» **Data shown**:
——————
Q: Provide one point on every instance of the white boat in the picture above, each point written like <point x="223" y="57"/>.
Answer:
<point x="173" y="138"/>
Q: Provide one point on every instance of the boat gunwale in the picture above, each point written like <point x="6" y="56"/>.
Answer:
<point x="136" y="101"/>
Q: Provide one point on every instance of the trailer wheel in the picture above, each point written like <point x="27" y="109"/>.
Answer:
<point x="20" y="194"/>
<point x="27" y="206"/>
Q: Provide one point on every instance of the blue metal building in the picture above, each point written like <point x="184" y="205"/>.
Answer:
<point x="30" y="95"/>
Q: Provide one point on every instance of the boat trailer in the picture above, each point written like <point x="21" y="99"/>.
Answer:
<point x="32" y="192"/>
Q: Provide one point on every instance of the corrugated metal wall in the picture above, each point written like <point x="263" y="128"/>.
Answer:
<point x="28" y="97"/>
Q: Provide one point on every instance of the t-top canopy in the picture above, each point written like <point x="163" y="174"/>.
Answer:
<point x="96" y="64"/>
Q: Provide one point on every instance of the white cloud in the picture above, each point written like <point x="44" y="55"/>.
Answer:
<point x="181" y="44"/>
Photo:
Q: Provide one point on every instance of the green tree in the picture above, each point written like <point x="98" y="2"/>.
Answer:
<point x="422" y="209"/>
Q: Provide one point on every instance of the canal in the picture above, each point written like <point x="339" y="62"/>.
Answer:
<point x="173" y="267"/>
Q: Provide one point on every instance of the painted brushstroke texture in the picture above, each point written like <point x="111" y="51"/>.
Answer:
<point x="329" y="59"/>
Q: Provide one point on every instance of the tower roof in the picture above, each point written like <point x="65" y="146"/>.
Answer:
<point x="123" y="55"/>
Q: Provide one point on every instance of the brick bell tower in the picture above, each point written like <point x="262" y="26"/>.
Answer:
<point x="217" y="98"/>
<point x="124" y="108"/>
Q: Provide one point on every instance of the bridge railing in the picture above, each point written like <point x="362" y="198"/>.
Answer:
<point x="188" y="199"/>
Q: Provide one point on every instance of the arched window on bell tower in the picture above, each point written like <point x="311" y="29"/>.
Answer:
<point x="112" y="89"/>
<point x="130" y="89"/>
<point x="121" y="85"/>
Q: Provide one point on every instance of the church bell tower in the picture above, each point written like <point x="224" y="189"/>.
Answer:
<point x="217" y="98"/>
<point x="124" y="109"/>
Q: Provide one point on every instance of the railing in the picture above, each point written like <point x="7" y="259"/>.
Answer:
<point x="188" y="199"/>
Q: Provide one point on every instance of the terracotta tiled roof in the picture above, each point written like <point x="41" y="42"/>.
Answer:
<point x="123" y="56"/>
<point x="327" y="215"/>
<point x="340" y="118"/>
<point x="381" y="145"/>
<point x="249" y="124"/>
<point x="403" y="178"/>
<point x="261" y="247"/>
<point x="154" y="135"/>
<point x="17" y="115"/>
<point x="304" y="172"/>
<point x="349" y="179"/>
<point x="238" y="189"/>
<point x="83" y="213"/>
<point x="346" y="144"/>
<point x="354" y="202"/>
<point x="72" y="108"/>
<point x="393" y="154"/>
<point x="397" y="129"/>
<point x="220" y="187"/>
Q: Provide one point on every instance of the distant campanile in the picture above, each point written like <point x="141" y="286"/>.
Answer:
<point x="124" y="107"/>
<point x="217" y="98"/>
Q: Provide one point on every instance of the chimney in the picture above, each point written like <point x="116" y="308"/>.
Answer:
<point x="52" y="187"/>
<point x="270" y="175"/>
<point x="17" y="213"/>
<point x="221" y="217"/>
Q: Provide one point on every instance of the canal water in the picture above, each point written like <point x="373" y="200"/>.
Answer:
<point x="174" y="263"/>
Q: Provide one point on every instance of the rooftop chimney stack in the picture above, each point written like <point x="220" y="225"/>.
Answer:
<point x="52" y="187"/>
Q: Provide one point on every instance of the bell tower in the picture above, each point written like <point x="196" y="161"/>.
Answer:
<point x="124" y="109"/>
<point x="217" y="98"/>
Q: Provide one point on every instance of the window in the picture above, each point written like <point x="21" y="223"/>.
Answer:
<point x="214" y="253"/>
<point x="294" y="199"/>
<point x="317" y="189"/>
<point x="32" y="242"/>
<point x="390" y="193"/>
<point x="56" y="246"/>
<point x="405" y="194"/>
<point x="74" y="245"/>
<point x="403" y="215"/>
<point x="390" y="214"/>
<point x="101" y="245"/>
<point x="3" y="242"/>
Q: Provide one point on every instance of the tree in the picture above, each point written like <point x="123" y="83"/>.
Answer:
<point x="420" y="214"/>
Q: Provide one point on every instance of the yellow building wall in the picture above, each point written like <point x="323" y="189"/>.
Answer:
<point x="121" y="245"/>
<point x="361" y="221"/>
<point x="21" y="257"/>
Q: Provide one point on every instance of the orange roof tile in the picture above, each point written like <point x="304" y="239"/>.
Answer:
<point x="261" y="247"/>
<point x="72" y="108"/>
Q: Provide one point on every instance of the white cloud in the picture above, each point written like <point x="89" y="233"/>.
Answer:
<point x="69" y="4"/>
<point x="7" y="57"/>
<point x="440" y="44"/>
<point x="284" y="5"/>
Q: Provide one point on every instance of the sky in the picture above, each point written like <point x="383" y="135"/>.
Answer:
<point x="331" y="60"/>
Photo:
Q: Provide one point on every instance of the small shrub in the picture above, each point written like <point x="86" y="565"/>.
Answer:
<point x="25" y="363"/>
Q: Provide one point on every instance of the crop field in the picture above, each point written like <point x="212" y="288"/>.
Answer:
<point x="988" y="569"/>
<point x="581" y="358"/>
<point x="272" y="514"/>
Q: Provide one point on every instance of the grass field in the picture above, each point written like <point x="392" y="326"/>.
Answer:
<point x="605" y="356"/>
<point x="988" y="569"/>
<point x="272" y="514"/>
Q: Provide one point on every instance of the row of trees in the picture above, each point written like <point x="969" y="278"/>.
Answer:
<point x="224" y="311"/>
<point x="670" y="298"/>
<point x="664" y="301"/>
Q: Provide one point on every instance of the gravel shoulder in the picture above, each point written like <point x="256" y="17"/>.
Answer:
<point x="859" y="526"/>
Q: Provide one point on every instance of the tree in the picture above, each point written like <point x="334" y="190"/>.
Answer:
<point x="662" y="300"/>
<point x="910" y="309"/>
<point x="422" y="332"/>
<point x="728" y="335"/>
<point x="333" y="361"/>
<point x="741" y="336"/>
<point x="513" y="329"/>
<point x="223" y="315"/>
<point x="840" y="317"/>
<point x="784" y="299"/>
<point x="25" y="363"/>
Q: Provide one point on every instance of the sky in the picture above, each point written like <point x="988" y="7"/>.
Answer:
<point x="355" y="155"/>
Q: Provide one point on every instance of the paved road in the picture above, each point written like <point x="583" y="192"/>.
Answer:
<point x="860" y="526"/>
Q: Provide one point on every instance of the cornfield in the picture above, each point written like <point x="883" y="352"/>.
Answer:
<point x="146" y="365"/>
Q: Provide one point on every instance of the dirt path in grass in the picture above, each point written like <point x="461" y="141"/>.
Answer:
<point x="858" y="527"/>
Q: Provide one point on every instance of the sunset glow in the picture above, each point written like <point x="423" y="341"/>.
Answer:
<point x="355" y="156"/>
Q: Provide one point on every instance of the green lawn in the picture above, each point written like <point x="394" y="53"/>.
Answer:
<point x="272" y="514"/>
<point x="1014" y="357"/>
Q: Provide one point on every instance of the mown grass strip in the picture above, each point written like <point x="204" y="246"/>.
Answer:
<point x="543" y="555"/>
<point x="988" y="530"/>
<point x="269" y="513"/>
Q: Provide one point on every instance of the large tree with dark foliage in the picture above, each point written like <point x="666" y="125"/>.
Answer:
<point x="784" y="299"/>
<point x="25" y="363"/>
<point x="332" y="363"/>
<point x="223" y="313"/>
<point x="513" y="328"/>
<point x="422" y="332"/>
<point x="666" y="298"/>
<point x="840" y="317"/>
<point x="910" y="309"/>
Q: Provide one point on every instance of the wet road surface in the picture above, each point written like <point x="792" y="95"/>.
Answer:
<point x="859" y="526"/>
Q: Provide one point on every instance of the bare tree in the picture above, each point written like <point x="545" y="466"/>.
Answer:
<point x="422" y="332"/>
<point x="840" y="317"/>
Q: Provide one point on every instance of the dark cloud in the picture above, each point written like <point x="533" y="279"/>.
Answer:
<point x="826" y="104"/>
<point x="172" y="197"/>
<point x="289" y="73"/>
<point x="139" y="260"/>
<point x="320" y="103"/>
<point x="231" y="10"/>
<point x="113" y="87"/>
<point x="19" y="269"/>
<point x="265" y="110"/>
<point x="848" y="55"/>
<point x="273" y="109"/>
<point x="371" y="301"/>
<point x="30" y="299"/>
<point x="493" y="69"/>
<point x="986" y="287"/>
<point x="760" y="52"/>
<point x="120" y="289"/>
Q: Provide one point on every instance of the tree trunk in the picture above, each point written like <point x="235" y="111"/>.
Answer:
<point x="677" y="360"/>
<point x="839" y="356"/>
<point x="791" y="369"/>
——————
Looking at the data above, report how many of its lines include the word "white". The number alone is the answer.

» **Result of the task**:
3